-- Start of Dataset entries --
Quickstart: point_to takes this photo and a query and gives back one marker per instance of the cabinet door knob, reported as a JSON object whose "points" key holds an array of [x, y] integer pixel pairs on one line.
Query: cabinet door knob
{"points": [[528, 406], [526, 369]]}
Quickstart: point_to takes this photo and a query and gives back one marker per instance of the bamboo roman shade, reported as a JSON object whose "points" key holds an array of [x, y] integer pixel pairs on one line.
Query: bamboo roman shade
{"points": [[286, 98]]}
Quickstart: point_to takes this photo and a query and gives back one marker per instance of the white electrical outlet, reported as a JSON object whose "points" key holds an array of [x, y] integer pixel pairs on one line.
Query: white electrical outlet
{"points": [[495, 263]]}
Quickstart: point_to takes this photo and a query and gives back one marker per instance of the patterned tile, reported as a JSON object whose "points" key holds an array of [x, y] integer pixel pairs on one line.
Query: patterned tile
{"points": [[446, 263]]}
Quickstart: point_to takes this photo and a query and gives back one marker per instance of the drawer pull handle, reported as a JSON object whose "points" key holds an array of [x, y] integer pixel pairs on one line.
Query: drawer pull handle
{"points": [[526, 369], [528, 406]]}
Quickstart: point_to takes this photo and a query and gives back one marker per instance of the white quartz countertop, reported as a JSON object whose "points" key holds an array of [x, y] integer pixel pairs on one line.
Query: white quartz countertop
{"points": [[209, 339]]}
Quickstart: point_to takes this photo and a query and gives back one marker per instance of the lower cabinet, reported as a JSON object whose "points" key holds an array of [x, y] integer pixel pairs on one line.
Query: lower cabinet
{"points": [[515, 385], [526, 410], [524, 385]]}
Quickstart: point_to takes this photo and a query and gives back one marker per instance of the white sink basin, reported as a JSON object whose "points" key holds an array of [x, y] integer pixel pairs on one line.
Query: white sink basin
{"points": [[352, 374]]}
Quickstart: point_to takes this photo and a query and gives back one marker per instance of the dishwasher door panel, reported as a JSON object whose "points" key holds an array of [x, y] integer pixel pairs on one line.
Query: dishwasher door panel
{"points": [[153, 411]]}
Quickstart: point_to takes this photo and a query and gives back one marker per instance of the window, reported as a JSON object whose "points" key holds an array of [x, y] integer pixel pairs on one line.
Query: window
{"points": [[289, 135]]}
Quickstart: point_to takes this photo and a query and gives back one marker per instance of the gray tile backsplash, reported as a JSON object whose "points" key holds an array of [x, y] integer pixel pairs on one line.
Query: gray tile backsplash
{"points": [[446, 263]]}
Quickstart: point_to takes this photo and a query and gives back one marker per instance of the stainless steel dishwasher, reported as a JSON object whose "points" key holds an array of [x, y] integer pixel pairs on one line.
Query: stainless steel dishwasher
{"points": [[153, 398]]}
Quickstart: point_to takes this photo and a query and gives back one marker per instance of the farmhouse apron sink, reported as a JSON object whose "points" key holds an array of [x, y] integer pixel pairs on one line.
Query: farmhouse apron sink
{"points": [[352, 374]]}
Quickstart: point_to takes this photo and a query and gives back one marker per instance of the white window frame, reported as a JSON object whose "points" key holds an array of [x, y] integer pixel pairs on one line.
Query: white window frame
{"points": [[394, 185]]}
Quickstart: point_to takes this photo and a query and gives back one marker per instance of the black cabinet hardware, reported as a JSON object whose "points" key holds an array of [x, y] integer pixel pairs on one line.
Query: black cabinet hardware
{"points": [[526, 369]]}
-- End of Dataset entries --
What needs to be done: Set out the complete listing exactly as shown.

Reply to the task:
Quickstart: point_to takes this photo and a query and gives back one marker per instance of the cabinet door knob, reported as a JSON object whose "points" key holds an array of [x, y] integer pixel pairs on one line.
Query: cabinet door knob
{"points": [[528, 406], [526, 369]]}
Quickstart: point_to takes this photo and a query and gives back one marker per instance of the bamboo roman shade, reported as a JSON object whose "points" key holds an array of [x, y] integer pixel pairs on one line.
Query: bamboo roman shade
{"points": [[286, 98]]}
Quickstart: point_to takes this photo and a query and gives back one marker per instance of the white electrical outlet, reported as a JSON object whose "points" key holds an array of [x, y] integer pixel pairs on one line.
Query: white electrical outlet
{"points": [[495, 263]]}
Quickstart: point_to takes this photo and a query and gives back one marker per instance of the patterned tile, reported as a JSON object whose "points" key holds an array of [x, y] integer pixel pairs on one line.
Query: patterned tile
{"points": [[446, 263]]}
Quickstart: point_to takes this photo and a query and gives back one marker per instance of the drawer pull handle, reported as a JSON object whose "points" key holds an array of [x, y] integer pixel pairs on one line.
Query: drawer pull handle
{"points": [[526, 369], [528, 406]]}
Quickstart: point_to takes this photo and a query and gives back one marker per instance of the white quartz countertop, reported as a JSON object whose "points" key holds an array of [x, y] integer pixel pairs on one line.
Query: white quartz countertop
{"points": [[209, 339]]}
Quickstart: point_to takes this photo and a query and gives back one marker per instance of the lower cabinet, reported as a JSON object whose "points" key holds an array of [x, y] integer pixel pairs on one line.
Query: lower cabinet
{"points": [[515, 385], [526, 410], [524, 385]]}
Quickstart: point_to takes this photo and a query and gives back one marker per instance of the white sink basin, reported as a JSON object whose "points" key holds an array of [x, y] integer pixel pairs on one line.
Query: white sink basin
{"points": [[352, 374]]}
Quickstart: point_to takes this photo and a query and gives back one marker per instance of the dishwasher door panel, reported as a JSON object whose "points" key holds an array of [x, y] integer pixel pairs on one line.
Query: dishwasher door panel
{"points": [[153, 411]]}
Quickstart: point_to takes this photo and a query and gives back one marker per instance of the window, reported as a JSON object whose "points" key holds an array of [x, y] integer pixel pairs on one line.
Query: window
{"points": [[289, 135]]}
Quickstart: point_to takes this photo and a query and gives back one marker per instance of the gray tile backsplash, reported as a JSON object whose "points" key holds an array of [x, y] integer pixel pairs on one line.
Query: gray tile backsplash
{"points": [[446, 263]]}
Quickstart: point_to takes this photo and a query and gives back one marker per instance of the stainless steel dishwasher, reported as a JSON object whose "points" key holds an array of [x, y] integer pixel pairs on one line.
Query: stainless steel dishwasher
{"points": [[153, 398]]}
Quickstart: point_to takes this photo and a query and gives back one marker per instance of the farmhouse apron sink, reported as a JSON object whose "points" key holds an array of [x, y] integer pixel pairs on one line.
Query: farmhouse apron sink
{"points": [[352, 374]]}
Quickstart: point_to takes this photo and a query and gives back one marker per instance of the white window frame, reported as a JSON object whose "points" key holds an array of [x, y] integer pixel pairs on one line.
Query: white window frame
{"points": [[394, 185]]}
Quickstart: point_to takes this photo and a query and gives back one marker per instance of the black cabinet hardware, reported as a JSON object whose "points" key holds an array of [x, y] integer pixel pairs on one line.
Query: black cabinet hardware
{"points": [[526, 369]]}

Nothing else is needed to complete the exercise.